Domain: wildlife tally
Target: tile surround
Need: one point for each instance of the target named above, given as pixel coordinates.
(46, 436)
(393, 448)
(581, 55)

........

What to produce. Reproduce every line of the material above verbatim, changing nothing.

Exercise output.
Domain: wildlife tally
Target: tile surround
Need: one point for each instance of the target named above, given as pixel coordinates.
(46, 436)
(393, 448)
(581, 55)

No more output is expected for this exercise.